**Extract provided:**
::::::::::

2.5. Developed Adjacent-Slice Pixel-Value-Correction Algorithms

From the pixel perspective, the pixel value distribution of the same aggregate in the CT slice set of asphalt concrete specimens has a natural similarity between adjacent CT slices due to the continuity of geometry. Based on this continuity of pixel values in adjacent layers in the CT slice set, two adjacent-slice pixel-value-correction algorithms are proposed in this paper.

Refer to the direction perpendicular to the CT slice plane as the CT acquisition direction, and define this direction as the Z-axis. Take the set of CT binary images that have experienced 2D image segmentation as the initial CT slice set, whose pixel information in each CT slice can be expressed as:

$${\phi }_n(x,y)=\{\begin{array}{l}0\\ 1\end{array}$$

(11)

where n is the serial number of the CT slice in the acquisition direction (Z-axis) (the value range is 1–750); x is the coordinate of the horizontal corresponding to the pixel in the CT slice; y is the coordinate of the vertical corresponding to the pixel in the CT slice.

Depending on the processing purpose, this paper provides two adjacent-slice pixel-correction algorithms. It should be noted that all slices in the initial slice set need to have a uniform image size and pixel density.

Algorithm 1: First, take the intersection of adjacent-slice aggregate phase pixels in the initial slice set. Then, process the intersection of adjacent-slice aggregate phase pixels by morphological expansion operations. Finally, record the processed results in a new slice.

Algorithm 2: Firstly, take the union of adjacent-slice aggregate phase pixels of the initial slice set. Then, process the union of adjacent-slice aggregate phase pixels by morphological erosion operations. Finally, record the processed results in a new slice.

Apply Algorithm 1 or Algorithm 2 to all adjacent slices in the initial slice set to obtain a new slice set with one round of correction completed. Algorithm 1 is suitable for removing model defects in the 3D mesostructural model of asphalt concrete that cannot be well handled in the 2D image segmentation process, e.g., interconnected aggregates, flaky aggregates, and incomplete aggregates. Algorithm 2 is suitable for repairing the loss of pixel information in the outer contours of aggregates during processing. A detailed description of the two adjacent slice pixel correction algorithms is given as follows.

2.5.1. Algorithm 1: First Take the Intersection and Then Perform Morphological Expansion (IMEX)

The intersection of the nth slice φ_n and (n + 1)th slice φ_n+1 in the initial slice set is taken, and the result of the operation is recorded in a new slice ${\phi }_n^{\mathrm{I}}$. The pixel values of this slice can be expressed as:

$${\phi }_n^{\mathrm{I}}(x,y)=[{\phi }_n(x,y)]\cap [{\phi }_{n+1}(x,y)]$$

(12)

::::::::::

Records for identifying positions
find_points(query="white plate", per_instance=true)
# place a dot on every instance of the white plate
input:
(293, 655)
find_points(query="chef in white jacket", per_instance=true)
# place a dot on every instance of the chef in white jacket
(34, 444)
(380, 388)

::::::::::

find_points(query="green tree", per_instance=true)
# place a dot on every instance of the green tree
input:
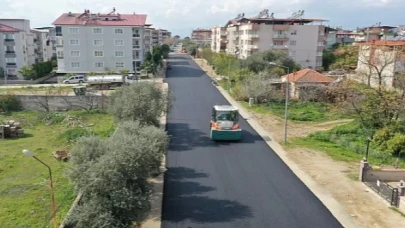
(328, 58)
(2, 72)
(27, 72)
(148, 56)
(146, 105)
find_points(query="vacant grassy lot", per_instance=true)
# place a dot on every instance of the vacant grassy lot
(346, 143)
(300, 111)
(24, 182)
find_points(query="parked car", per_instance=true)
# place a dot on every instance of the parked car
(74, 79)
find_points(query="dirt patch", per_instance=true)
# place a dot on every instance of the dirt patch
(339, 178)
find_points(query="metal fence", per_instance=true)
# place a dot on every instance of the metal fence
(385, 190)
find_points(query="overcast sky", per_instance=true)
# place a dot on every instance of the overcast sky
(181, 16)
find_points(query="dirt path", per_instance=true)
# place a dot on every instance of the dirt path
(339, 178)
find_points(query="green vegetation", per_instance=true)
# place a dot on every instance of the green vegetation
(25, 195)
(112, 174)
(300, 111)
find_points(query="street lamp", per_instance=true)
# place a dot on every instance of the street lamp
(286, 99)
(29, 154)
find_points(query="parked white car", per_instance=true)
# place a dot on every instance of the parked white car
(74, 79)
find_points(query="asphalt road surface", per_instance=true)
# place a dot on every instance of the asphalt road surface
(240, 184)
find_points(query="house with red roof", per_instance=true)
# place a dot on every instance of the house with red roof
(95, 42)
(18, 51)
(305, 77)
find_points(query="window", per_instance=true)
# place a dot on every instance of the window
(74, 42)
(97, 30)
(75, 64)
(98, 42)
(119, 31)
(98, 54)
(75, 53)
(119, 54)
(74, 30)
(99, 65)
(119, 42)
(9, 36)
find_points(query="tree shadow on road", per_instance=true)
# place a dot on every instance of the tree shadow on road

::::::::::

**Direction:**
Write out the stretch of the pixel-value-correction text from "Apply Algorithm 1" through "Morphological Expansion (IMEX)". Work only from the text on adjacent-slice pixel-value correction.

**Response to the task:**
Apply Algorithm 1 or Algorithm 2 to all adjacent slices in the initial slice set to obtain a new slice set with one round of correction completed. Algorithm 1 is suitable for removing model defects in the 3D mesostructural model of asphalt concrete that cannot be well handled in the 2D image segmentation process, e.g., interconnected aggregates, flaky aggregates, and incomplete aggregates. Algorithm 2 is suitable for repairing the loss of pixel information in the outer contours of aggregates during processing. A detailed description of the two adjacent slice pixel correction algorithms is given as follows.

2.5.1. Algorithm 1: First Take the Intersection and Then Perform Morphological Expansion (IMEX)